* [Task to carry out]: Where the records appear below, transcribe them exactly, leaving none out.

Dataset excerpts

%%

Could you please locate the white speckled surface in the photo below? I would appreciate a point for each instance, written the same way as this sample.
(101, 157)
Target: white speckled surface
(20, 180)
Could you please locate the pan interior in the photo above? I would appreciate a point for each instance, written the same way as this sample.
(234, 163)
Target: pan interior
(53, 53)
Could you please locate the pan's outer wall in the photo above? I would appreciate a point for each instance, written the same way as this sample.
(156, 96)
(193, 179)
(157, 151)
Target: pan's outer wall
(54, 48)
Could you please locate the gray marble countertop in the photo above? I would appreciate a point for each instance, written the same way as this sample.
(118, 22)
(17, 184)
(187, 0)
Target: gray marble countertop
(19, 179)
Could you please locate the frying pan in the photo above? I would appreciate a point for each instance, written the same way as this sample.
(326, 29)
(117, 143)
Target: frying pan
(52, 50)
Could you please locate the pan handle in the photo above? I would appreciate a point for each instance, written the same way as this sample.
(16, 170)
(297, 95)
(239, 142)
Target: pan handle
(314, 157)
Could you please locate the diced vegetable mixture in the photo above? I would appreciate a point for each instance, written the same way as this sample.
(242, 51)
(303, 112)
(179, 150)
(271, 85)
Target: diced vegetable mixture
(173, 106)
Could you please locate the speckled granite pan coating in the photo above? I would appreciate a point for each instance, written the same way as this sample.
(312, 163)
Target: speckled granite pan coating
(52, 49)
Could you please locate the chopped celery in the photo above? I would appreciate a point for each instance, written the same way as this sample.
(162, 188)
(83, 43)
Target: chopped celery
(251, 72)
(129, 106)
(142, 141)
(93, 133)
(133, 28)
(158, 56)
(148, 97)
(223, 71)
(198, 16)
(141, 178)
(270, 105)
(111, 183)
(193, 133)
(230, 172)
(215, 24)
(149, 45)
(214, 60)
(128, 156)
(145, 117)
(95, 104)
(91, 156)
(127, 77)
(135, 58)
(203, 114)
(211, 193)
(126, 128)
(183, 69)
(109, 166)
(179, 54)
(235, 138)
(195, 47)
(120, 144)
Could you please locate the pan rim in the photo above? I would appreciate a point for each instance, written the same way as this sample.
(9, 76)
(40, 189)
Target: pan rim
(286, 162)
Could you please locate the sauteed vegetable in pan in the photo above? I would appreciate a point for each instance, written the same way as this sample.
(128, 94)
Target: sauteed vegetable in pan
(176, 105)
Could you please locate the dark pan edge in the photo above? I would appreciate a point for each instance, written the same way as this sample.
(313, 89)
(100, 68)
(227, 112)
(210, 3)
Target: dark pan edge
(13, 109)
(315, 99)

%%

* [Exercise answer]:
Could you please locate the white speckled surface in the photo below? I would appreciate a point for each instance, written the same way as this sample.
(101, 157)
Target: white speckled surface
(20, 180)
Could you please locate the pan interior in the photo above? I would appreciate a point for each instance, written the same way as this sample.
(234, 163)
Target: pan interior
(53, 53)
Could you please locate the pan's outer wall in the photo above? I would appreciate a point for each instance, written the same way as this sample.
(156, 96)
(193, 179)
(157, 151)
Target: pan's outer wall
(54, 48)
Could you please locate the gray marble countertop in the photo above? I would appreciate a point for each instance, written the same way as this sample.
(118, 22)
(17, 184)
(187, 0)
Target: gray marble countertop
(19, 179)
Could you please locate the frying pan in the photo above? I would appreciate a point for each instance, written the same way as this sample.
(326, 29)
(117, 143)
Target: frying pan
(52, 50)
Could you please locate the pan handle in the photo above? I would appreciate a point for each instance, written the same way as this sample.
(16, 170)
(297, 95)
(239, 142)
Target: pan handle
(314, 157)
Could you please locate the diced vegetable mixture in the photo above? I would appreciate a point for each instance, written the same way as this sample.
(242, 51)
(303, 112)
(179, 150)
(271, 85)
Target: diced vegetable mixture
(173, 106)
Could you please locate the speckled granite pan coating in the photo above? I would appreciate a point for each instance, written the same way as this sample.
(312, 163)
Target: speckled granite pan coating
(52, 49)
Could you please locate the chopped celery in the photo above? I would appreciate a point for each instance, written the same way as this sample.
(162, 188)
(83, 43)
Target: chopped celery
(251, 72)
(129, 106)
(142, 141)
(93, 133)
(133, 28)
(158, 56)
(148, 97)
(223, 71)
(198, 16)
(141, 178)
(270, 105)
(111, 183)
(193, 133)
(230, 172)
(215, 24)
(149, 45)
(214, 60)
(128, 156)
(145, 117)
(95, 104)
(91, 156)
(127, 77)
(135, 58)
(203, 114)
(211, 193)
(126, 128)
(183, 69)
(109, 166)
(179, 54)
(235, 138)
(195, 47)
(120, 144)
Could you please locate the pan rim in the photo above? I would appreciate a point for each instance, written the same way as this sample.
(9, 76)
(40, 189)
Target: pan rim
(286, 162)
Could you please locate the sauteed vegetable in pan in the photo above? I would appreciate a point for each instance, written the same way as this sample.
(128, 94)
Target: sauteed vegetable in pan
(176, 105)
Could you please locate the dark pan edge in the photo above? I would appreciate a point for each instance, written the same way as this sample.
(313, 89)
(100, 68)
(227, 112)
(210, 3)
Target: dark pan edge
(13, 109)
(315, 99)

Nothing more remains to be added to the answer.